┌─ Okuma parçası

Gamze Güller, iki öykü kitabı (İçimdeki Kalabalık, Beşinci Köşe) ve En Çok Onu Sevdim adlı romanından sonra, İletişim Yayınları tarafından yayımlanan Durmuş Saatler Dükkânı ile öykü okurunun karşısına çıktı. İnsanevladı hayatın hep nehrinde akıp gideceğini sanır ama genelde öyle olmaz. Hastalık, ayrılık, ölüm, yalnızlık, anlaşmazlık, sevgisizlik, iletişimsizlik, mutsuzluk, yabancılaşma da hayata dairdir.
Durmuş Saatler Dükkânı’nı oluşturan hikâyelerin atmosferi kitap kapağından anlaşılacağı üzere karanlıktır, insana ürkünç gelen bir yanı da vardır. Akrep ve yelkovan kendi yörüngesinde dönenip dururken öyküler de o daire etrafında gelişir, döngüsel zamanla tamamlanır. Okurunu şimdinin dışına çıkarıp bir geçmişe bir geleceğe götüren, yarattığı sıra dışı karakterleriyle zaman döngüsünde sıkışıp kalmış insan çaresizliğini içsel ve dışsal zamanı yer değiştirerek anlatmayı başaran, düşle gerçeği ayırmanın pek mümkün olmadığı dünyalar yaratan öyküler yazmıştır Gamze Güller. Yazarın açtığı o gizemli kapıdan içeri giren okur, hayatın/kendi gerçeğinden bir süreliğine çıkmış olur böylece. Kendi sarmalında birbirini kovalayan öykülerde lunaparkın janjanlı dünyasından, içimizde buz tutan nehirlere, küçük kız çocuklarına anlatılan masallardan rüyalar âlemine savrulur. Ne yaparsak yapalım sonuçta insanın kendisiyle hesaplaşması hiç bitmez. Gamze Güller ile son öykü kitabı Durmuş Saatler Dükkânı üzerine konuştuk.

└─

## Yazılı görev A
Satırlarda "Run detection on woman's bare" içeren satırdan "[[116, 156, 649, 568]]" içeren satıra kadar uzanan bölümü, iki uç da dahil olmak üzere yeniden ölçekle. Bu satırların tümünü yeniden yaz; yalnızca yanıtlardaki koordinatları 2,5 ile çarpıp tam sayıya yuvarla, buçukları yukarı yuvarla.
## Yazılı görev B
Durmuş Saatler Dükkânı üzerine olan okuma parçasını kaldığı yerden sürdür.
Okuma parçası ile satırlar arasında herhangi bir bağlantı yoktur.

┌─ Veri kümesinden kesit

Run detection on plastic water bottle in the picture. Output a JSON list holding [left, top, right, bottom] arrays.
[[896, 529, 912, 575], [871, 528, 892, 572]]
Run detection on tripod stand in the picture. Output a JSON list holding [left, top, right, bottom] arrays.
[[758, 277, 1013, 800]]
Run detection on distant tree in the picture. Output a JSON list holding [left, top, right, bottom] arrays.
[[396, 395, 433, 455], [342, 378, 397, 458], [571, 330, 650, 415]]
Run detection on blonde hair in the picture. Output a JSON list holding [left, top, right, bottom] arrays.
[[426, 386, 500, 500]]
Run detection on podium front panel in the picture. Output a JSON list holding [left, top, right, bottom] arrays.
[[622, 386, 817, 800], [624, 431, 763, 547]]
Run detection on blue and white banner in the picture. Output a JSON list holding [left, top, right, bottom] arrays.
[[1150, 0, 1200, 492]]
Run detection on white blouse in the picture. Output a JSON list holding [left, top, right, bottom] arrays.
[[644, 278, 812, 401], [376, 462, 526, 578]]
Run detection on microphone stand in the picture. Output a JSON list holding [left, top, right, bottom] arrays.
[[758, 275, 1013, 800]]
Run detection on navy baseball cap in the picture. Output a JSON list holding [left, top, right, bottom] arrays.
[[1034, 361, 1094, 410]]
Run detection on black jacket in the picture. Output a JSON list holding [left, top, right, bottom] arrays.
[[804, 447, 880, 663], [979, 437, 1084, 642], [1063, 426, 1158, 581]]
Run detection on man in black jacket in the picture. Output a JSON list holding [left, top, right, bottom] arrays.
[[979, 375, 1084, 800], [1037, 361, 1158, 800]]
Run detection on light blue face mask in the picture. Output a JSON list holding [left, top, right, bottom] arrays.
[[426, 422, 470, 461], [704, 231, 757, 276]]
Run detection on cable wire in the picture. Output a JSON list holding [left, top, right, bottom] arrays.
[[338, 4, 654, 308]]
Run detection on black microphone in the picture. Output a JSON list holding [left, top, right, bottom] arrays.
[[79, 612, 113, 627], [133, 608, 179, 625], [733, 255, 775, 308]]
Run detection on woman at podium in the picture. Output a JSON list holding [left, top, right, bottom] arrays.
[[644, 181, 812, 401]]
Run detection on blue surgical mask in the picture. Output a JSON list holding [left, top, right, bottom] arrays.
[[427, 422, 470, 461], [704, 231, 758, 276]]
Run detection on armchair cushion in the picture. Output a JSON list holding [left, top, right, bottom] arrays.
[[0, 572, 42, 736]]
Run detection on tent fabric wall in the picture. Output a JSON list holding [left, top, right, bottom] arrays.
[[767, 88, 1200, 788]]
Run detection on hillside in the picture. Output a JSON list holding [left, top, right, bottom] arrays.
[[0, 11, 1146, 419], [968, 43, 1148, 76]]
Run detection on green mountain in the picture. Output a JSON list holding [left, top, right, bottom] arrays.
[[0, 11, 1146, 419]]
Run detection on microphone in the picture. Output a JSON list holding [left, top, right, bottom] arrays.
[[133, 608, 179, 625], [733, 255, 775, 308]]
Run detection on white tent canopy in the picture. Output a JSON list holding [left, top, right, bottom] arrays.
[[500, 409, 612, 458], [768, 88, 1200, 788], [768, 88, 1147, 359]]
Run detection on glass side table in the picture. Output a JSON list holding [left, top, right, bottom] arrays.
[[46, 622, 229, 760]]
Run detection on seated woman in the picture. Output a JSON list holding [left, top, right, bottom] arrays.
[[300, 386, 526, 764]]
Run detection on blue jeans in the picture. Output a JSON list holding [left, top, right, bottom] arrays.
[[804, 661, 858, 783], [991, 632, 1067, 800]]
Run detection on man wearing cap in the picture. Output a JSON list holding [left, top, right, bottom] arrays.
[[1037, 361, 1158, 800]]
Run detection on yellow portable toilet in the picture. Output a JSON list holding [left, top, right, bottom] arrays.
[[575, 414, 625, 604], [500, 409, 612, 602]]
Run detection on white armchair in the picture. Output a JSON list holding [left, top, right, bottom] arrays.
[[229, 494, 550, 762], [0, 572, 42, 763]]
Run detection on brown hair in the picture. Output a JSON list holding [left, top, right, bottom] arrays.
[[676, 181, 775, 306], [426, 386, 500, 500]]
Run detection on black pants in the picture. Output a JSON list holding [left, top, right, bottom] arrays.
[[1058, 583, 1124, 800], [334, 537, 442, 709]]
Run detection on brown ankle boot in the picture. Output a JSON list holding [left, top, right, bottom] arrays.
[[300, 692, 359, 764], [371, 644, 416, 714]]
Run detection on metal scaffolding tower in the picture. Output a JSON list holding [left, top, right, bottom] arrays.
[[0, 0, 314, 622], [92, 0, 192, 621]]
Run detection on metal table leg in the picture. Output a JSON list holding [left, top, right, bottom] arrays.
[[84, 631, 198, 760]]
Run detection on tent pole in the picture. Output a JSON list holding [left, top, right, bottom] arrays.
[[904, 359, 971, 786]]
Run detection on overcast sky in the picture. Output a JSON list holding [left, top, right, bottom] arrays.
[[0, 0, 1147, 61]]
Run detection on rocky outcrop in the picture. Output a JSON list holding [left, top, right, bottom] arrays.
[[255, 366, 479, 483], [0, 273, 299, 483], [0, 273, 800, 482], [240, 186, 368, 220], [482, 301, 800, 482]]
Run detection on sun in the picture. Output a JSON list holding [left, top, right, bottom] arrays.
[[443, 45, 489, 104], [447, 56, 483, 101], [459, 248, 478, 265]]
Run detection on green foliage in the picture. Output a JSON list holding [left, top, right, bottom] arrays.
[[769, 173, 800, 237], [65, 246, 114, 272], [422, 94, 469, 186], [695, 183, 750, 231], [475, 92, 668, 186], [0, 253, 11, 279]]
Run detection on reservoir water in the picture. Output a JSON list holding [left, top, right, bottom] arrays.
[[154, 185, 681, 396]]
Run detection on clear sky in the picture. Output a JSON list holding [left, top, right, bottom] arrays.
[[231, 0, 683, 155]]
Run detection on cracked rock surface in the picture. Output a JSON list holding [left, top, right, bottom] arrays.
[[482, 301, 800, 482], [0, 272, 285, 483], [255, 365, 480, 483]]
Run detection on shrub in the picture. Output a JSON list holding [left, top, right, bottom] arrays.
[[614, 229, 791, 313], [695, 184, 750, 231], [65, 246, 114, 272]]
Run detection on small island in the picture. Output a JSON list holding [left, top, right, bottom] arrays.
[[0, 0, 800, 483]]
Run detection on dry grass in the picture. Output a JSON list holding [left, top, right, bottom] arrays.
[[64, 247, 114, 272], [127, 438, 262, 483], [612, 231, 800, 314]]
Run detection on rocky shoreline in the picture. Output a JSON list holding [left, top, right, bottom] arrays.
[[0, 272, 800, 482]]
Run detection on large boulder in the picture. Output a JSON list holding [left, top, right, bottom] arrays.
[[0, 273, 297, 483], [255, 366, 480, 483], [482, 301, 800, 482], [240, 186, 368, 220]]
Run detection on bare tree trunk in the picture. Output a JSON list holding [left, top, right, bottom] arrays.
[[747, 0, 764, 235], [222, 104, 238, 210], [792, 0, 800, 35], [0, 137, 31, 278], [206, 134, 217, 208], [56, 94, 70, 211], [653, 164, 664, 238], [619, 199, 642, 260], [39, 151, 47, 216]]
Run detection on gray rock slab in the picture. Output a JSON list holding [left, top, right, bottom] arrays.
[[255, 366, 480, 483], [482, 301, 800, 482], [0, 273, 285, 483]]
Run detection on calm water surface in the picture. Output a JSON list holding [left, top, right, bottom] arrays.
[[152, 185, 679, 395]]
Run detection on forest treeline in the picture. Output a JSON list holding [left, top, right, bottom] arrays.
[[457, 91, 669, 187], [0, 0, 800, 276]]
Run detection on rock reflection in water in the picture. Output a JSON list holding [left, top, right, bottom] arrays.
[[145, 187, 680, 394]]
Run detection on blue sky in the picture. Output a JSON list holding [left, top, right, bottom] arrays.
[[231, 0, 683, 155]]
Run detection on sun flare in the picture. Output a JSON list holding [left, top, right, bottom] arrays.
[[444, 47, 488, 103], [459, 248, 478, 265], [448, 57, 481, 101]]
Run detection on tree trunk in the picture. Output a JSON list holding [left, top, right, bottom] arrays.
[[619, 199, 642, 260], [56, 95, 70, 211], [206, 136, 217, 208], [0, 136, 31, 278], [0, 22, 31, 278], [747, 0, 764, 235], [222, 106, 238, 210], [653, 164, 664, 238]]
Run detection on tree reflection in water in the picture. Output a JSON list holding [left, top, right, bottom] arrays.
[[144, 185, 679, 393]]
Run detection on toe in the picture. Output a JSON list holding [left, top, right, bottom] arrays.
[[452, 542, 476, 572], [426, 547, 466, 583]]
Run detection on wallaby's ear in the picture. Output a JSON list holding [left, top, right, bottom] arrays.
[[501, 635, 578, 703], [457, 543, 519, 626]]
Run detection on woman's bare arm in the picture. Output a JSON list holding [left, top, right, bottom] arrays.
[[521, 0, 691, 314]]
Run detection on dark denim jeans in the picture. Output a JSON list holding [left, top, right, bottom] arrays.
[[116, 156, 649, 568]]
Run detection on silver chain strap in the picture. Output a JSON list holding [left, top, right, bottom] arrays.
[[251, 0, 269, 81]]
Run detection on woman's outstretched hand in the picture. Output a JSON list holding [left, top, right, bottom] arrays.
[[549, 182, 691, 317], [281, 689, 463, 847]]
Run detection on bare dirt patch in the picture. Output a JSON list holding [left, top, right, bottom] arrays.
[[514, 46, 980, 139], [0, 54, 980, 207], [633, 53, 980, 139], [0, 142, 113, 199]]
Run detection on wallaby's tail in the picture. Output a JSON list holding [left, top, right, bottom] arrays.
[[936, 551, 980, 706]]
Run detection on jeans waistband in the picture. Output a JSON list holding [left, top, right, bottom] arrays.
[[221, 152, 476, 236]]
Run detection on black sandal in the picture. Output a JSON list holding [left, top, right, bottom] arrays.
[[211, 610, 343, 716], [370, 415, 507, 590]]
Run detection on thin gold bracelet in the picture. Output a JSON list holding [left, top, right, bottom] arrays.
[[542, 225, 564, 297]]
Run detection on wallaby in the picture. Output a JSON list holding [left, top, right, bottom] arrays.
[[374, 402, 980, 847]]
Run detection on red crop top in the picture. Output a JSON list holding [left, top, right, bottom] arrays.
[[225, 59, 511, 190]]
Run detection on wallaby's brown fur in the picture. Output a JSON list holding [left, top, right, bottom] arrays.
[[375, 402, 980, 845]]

└─

## Alıştırma yanıtı A
Run detection on woman's bare arm in the picture. Output a JSON list holding [left, top, right, bottom] arrays.
[[1303, 0, 1728, 785]]
Run detection on dark denim jeans in the picture. Output a JSON list holding [left, top, right, bottom] arrays.
[[290, 390, 1623, 1420]]

## Alıştırma yanıtı B
Esme Aras

Hayatın tuhaflıklarının karanlık öykülerle anlatıldığı, yalnız karakterlerin, bir anda sabun gibi elden kayıp giden zamanın kitabı olan Durmuş Saatler Dükkânı, bir bakıma kendi atmosferini yaratarak dünyaya geldi. Salgın hastalık kıskacında sokağa çıkma yasakları, kısıtlamalar ve kapanmalardan etkilenerek bir süre raflardaki yerini alamayan son öykü kitabınızın, okurla buluşması beklenmedik şekilde gecikti. Zaman sizin için önce durdu sonra yavaş yavaş işlemeye başladı diyebilir miyiz? Bu süreci değerlendirmenizi isterken, belirsizliği nasıl aştığınızı da sormak istiyorum.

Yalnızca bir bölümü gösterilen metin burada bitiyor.